- Born: May 17, 1898
- Died: August 27, 1984 (aged 86)
- Occupation: Talent agent
- Spouse: Frances Armus

= Abe Lastfogel =

Abraham Isaac Lastfogel (May 17, 1898 – August 27, 1984) was one of the first employees and a long-time president of the William Morris Agency, a large diversified talent agency.

== Early life ==
Lastfogel was the seventh son of a Jewish animal skinner who had fled Russia in 1889 to escape the pogroms. He was raised in a cold-water flat in New York.

== Career ==
The William Morris Agency hired Lastfogel in 1912 as an office boy. Finding success in the rapidly growing firm, Lastfogel moved to Hollywood in 1932 to manage WMA's Los Angeles office. He became chairman of the agency while William Morris Jr. served as president.

=== USO shows ===
During World War II, Lastfogel oversaw USO camp shows, which were wartime entertainment events featuring more than 7,000 performers seen by an estimated 200 million servicemen.

== Personal life ==
In 1927, Lastfogel married Frances Arms, a former Vaudeville performer. They had no children.

Lastfogel died of a heart attack in 1984 at Cedars-Sinai Medical Center in Los Angeles and was interred at the Hillside Memorial Park Cemetery.

▸ **TASKS TO PERFORM**:
[a] Decide whether each statement agrees with the Abe Lastfogel article, and answer yes or no for each, quoting the deciding words of the article exactly: (i) Lastfogel joined the William Morris Agency in 1912 as an office boy; (ii) Lastfogel's father fled Germany to escape the pogroms; (iii) Lastfogel and his wife had two children.
[b] Transcribe the part of the Abe Lastfogel article that begins at the words "Abraham Isaac Lastfogel" and stops after the words "served as president.".

▸ **DATA**:
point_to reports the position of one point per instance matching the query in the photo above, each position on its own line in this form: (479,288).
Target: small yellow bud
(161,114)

▸ **ANSWERS FOR THIS EXERCISE**:
[a]
(i) Yes: "The William Morris Agency hired Lastfogel in 1912 as an office boy."
(ii) No: "a Jewish animal skinner who had fled Russia in 1889 to escape the pogroms"
(iii) No: "They had no children."

[b]
Abraham Isaac Lastfogel (May 17, 1898 – August 27, 1984) was one of the first employees and a long-time president of the William Morris Agency, a large diversified talent agency.

== Early life ==
Lastfogel was the seventh son of a Jewish animal skinner who had fled Russia in 1889 to escape the pogroms. He was raised in a cold-water flat in New York.

== Career ==
The William Morris Agency hired Lastfogel in 1912 as an office boy. Finding success in the rapidly growing firm, Lastfogel moved to Hollywood in 1932 to manage WMA's Los Angeles office. He became chairman of the agency while William Morris Jr. served as president.